-------- 原文
2.4. 用有因果關係的train_feature建立Embed_df

In [16]:
def make_Embed_df(data, max_lag, target, rho_sig_df):

    #用有因果關係的 train feature + target feature 製作 Embed_df #
    non_zero_columns = rho_sig_df.loc[:, (rho_sig_df != 0).any(axis = 0)] # 選取值非0的column
    train_feature_ls = list(non_zero_columns.columns)
    formatted_columns = ' '.join(train_feature_ls) # 轉成 EDM column 的 input
    columns_to_lag = formatted_columns + f' {target}' # 加入 target 本身

    Embed_df = Embed(dataFrame=data, E=max_lag, tau=-1, columns=columns_to_lag) # 製作 Embed_df
    Embed_df['Date'] = data['Date'] # 加入Date來看index, 才可以防simplex func的bug
    Embed_df.dropna(inplace=True) # 把包含NaN的資料拿掉
    Embed_df = Embed_df.reset_index(drop=True)
    Embed_df = Embed_df[['Date'] + [col for col in Embed_df.columns if col != 'Date']]

    ML_df_date = Embed_df.copy()
    ML_df_date['Date'] = pd.to_datetime(ML_df_date['Date']) # 將index設為日期
    ML_df_date.set_index('Date', inplace=True)
    ML_df_date = ML_df_date.filter(like="(t-0)") # 只留下(t-0)的column

    return Embed_df, ML_df_date

In [17]:
# Embed_df, ML_df_date = make_Embed_df(data=Lib_Pred_df, max_lag=10, target='bs', rho_sig_df=rho_sig_df)
# Embed_df.tail()

In [18]:
# ML_df_date.tail()

2.5. 用simplex randomsearch找出最佳的view

In [19]:
def make_random_simplex(Embed_df, target, target_OED, kmax, kn):    

    Embed_for_train = Embed_df.drop(columns='Date') # 先把 Date 拿掉
    Embed_for_train = Embed_for_train.drop(columns=f'{target}(t-0)') # 先把 target 拿掉
    train_f_ls = list(Embed_for_train.columns) # train_feature
    train_f_num = len(Embed_for_train.columns) # train_feature 的個數

    rho_feature_view = pd.DataFrame(columns=['rho']) # 創建一個df去紀錄每個隨機view的資料
    new_column = pd.DataFrame(columns=['feature_' + str(i) for i in range(1, target_OED+1)])
----------------
**任务要求**
1. 请从原文中含有“Embed_df = Embed_df[['Date']”的那几个词开始，到“# Embed_df.tail()”结束，重写这一段，并把其中的“ML_df_date”换成“ML_df_indexed”。
2. 条目中有几行包含字符串“instance”？区分大小写，只写出行数。
原文与条目是彼此独立、互不相关的两份材料。
-------- 练习材料
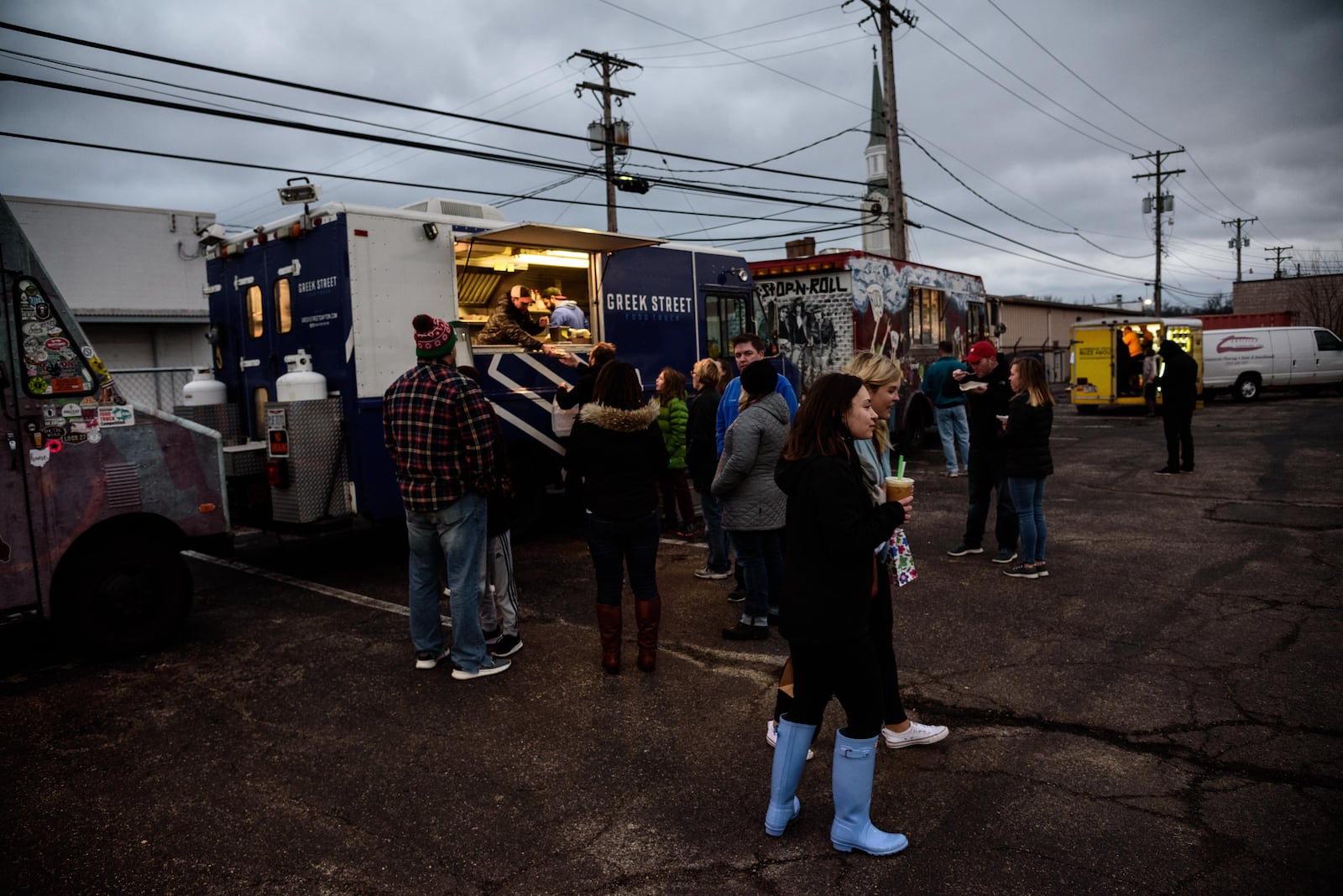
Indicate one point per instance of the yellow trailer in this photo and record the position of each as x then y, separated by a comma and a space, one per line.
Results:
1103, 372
----------------
-------- 练习材料
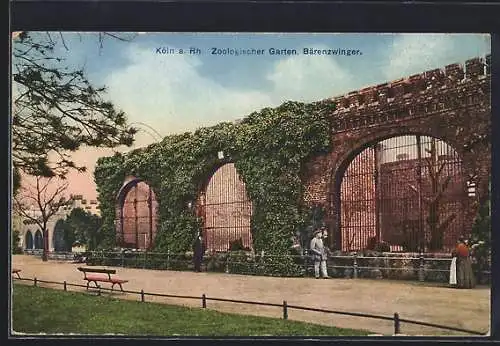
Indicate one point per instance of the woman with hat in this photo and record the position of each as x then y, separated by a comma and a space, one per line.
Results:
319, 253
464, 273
----------------
**各题答案**
1.
Embed_df = Embed_df[['Date'] + [col for col in Embed_df.columns if col != 'Date']]

    ML_df_indexed = Embed_df.copy()
    ML_df_indexed['Date'] = pd.to_datetime(ML_df_indexed['Date']) # 將index設為日期
    ML_df_indexed.set_index('Date', inplace=True)
    ML_df_indexed = ML_df_indexed.filter(like="(t-0)") # 只留下(t-0)的column

    return Embed_df, ML_df_indexed

In [17]:
# Embed_df, ML_df_indexed = make_Embed_df(data=Lib_Pred_df, max_lag=10, target='bs', rho_sig_df=rho_sig_df)
# Embed_df.tail()

2. 2